→ Problem statement
As the answer, give a copy of each line below that includes the word "following".

→ Data listing
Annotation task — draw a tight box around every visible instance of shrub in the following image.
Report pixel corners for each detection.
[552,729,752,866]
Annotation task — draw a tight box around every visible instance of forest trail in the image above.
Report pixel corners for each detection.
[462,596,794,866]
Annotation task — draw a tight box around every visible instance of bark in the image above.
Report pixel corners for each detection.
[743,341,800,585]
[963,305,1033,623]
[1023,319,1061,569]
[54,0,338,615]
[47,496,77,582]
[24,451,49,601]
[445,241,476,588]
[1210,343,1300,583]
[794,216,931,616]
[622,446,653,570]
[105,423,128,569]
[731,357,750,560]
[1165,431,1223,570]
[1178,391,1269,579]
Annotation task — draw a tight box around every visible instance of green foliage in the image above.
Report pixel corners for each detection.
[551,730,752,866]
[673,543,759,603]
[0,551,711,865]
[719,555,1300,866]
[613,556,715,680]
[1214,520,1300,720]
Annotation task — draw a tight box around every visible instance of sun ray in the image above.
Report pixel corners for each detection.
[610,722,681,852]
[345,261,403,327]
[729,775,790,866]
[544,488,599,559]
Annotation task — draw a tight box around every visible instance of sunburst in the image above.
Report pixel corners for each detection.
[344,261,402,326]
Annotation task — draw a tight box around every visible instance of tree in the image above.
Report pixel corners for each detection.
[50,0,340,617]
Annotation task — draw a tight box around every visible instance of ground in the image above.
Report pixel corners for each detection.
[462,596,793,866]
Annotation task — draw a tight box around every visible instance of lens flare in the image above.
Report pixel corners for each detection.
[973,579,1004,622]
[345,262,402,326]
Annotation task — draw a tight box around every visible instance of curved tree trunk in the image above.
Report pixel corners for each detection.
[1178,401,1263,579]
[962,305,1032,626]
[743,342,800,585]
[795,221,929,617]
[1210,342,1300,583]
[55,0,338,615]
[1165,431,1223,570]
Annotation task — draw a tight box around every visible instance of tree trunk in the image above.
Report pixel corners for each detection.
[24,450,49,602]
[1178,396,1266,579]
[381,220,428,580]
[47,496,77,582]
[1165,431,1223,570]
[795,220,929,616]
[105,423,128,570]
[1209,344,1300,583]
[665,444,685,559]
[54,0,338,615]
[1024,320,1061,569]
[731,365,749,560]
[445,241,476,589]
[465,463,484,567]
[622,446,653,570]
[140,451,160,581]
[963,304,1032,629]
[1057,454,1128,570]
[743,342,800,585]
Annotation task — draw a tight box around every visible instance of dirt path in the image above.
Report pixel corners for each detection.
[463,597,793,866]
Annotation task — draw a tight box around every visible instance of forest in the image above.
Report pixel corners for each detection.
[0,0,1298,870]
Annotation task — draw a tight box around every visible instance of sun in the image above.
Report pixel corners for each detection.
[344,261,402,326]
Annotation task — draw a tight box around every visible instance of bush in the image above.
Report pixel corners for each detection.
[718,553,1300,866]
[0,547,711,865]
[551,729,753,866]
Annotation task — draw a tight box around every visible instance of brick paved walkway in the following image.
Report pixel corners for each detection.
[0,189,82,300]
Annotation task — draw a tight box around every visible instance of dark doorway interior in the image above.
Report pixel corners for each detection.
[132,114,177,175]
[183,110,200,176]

→ Answer space
Annotation task — draw a tight box around every visible instance of shrub in the following image.
Annotation task — draw a tight box around every visible instance of brick paved walkway in the following image.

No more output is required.